__ABOUT THIS EXERCISE__
Answer these questions using the forum post about the spellweavers:
(a) Where did the poster place the spellweavers node?
(b) What is the name of the disease the spellweavers contract?
(c) What colony do the spellweavers establish after fleeing, and where?

Posted - 20 Apr 2018 :  09:41:38  Show Profile Send dazzlerdal a Private Message  Reply with Quote
So I linked the stone colossus around mulhorand to the spellweavers and a war between the spellweavers and the sarrukh of okoth.

This means placing a spellweavers node in the old empires and I chose to place it in lake azulduth.

The order of events is the spellweavers attempted to enslave the sarrukh but they prove too strong, so next they attempt to eliminate the sarrukh by manipulating them to create/contact the phaerimm.
The ensuing war between phaerimm and sarrukh and spellweavers is only interrupted when the spellweavers contract a horrible disease known as the Darkness, which interrupts their rejuvenation process and turns them into piles of star shaped gems.

The spellweavers abandon their node and flee to the far corners of toril. They establish the colony of Eril in anauroch and later encounter the sarrukh again and try to destroy them by infiltrating their society and helping them create the nether scrolls.

__INFORMATION PROVIDED__
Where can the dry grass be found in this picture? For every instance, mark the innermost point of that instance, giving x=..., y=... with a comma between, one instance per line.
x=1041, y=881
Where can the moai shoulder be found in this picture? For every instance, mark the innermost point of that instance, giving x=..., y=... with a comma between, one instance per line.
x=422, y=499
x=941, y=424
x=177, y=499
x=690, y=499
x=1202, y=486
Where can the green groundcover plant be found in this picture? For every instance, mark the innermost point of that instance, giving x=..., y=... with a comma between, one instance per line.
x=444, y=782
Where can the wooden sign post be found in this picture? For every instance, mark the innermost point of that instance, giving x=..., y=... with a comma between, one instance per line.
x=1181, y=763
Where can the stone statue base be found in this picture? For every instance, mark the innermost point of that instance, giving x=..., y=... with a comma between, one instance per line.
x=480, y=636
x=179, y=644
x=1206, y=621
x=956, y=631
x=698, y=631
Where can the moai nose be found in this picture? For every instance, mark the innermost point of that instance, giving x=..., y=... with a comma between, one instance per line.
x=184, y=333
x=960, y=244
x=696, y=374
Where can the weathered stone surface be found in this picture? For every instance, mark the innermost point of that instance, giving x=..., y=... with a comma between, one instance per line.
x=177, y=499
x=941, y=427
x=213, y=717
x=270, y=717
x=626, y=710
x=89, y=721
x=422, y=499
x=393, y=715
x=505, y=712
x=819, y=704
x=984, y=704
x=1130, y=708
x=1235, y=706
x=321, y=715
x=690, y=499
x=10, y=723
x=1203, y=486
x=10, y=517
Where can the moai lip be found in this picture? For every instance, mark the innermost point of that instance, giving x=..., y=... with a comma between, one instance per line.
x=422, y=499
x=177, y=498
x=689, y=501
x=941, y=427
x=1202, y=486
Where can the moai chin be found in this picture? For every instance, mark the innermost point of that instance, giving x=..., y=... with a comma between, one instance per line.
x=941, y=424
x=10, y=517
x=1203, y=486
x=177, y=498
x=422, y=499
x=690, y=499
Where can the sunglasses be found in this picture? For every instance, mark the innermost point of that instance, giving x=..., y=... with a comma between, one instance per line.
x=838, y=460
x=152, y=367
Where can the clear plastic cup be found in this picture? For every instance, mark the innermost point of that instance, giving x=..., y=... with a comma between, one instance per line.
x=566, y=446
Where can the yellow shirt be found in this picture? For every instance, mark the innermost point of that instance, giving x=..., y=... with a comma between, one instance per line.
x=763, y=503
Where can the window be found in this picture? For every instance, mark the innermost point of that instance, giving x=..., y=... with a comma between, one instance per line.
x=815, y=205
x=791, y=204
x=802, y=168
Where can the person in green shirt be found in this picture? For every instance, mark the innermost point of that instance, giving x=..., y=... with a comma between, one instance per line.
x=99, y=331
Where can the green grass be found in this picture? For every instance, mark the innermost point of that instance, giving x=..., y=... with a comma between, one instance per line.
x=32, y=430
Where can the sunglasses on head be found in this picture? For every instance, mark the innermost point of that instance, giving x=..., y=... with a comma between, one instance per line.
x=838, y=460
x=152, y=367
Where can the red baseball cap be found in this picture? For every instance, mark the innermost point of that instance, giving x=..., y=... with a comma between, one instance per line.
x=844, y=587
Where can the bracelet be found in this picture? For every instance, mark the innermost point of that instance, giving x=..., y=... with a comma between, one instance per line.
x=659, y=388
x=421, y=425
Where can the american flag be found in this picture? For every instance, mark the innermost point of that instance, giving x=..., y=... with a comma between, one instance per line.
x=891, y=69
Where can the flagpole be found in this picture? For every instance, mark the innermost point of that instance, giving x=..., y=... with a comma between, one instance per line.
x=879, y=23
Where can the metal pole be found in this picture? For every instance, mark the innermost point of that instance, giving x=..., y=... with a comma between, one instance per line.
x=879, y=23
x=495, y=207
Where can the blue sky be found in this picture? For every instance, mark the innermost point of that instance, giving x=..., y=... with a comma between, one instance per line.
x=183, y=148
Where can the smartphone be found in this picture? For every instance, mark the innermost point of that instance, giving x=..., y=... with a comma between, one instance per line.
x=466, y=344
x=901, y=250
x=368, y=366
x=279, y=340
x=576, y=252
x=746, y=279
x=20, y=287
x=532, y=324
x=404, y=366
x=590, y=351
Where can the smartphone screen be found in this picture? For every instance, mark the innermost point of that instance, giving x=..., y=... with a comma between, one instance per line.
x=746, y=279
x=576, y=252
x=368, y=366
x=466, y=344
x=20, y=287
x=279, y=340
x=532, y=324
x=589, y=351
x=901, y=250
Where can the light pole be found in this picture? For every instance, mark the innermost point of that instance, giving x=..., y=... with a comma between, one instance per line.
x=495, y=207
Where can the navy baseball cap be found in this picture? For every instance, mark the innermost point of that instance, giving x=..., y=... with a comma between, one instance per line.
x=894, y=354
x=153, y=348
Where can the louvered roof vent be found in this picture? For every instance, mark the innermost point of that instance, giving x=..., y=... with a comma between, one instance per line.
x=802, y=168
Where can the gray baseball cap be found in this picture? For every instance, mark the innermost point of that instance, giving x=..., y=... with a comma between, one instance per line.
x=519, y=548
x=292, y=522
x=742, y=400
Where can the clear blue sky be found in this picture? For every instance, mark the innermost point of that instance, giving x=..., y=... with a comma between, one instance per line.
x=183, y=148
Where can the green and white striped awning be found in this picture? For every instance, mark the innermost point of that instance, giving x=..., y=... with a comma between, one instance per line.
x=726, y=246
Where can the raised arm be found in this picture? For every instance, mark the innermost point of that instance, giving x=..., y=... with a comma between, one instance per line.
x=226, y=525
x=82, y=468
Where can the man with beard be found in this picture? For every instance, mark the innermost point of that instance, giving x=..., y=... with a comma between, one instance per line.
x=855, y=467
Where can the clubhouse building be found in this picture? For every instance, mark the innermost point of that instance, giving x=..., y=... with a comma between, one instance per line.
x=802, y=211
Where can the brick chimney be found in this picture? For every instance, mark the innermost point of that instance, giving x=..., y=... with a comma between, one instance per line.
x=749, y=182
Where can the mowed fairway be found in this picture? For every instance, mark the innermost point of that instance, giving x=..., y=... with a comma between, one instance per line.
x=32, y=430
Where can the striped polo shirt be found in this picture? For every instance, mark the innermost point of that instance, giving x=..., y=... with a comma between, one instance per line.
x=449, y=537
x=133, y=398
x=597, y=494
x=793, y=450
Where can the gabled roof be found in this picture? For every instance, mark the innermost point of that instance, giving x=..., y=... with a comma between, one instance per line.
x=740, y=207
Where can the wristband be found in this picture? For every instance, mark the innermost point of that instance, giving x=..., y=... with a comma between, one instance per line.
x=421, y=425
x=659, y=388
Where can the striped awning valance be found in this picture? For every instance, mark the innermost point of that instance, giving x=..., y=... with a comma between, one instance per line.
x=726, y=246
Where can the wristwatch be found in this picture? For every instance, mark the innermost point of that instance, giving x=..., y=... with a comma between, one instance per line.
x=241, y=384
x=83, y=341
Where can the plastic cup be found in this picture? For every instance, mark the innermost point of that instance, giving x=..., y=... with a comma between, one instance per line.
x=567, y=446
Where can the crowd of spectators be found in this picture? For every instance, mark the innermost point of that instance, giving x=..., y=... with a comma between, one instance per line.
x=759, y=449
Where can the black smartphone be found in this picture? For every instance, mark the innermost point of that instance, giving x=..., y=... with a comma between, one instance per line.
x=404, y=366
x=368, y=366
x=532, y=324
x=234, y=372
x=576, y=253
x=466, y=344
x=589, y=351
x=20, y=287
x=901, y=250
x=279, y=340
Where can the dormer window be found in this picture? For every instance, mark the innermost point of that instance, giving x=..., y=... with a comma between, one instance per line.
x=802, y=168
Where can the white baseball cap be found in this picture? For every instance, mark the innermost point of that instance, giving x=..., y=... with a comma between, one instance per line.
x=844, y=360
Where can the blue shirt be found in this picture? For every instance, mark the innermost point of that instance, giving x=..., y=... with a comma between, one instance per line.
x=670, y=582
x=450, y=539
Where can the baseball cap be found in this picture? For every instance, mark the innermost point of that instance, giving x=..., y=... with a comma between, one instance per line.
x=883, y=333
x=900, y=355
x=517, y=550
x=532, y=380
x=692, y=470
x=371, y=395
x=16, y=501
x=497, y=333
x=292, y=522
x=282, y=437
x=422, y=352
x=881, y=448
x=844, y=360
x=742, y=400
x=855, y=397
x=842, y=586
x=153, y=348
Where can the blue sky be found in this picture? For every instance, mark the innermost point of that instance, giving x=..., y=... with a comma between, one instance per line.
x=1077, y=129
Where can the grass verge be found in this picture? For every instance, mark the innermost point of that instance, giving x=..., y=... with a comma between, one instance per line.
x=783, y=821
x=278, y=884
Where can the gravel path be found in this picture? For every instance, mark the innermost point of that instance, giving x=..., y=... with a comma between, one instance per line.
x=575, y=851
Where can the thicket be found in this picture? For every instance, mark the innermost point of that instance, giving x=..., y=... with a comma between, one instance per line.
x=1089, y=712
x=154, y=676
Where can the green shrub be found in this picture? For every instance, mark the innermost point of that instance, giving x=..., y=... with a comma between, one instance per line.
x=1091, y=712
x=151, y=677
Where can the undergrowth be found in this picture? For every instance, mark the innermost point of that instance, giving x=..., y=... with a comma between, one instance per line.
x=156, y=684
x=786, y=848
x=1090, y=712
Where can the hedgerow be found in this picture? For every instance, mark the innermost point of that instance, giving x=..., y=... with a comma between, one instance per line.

__EXERCISE RESULT__
(a) In lake azulduth.
(b) The Darkness.
(c) The colony of Eril, in anauroch.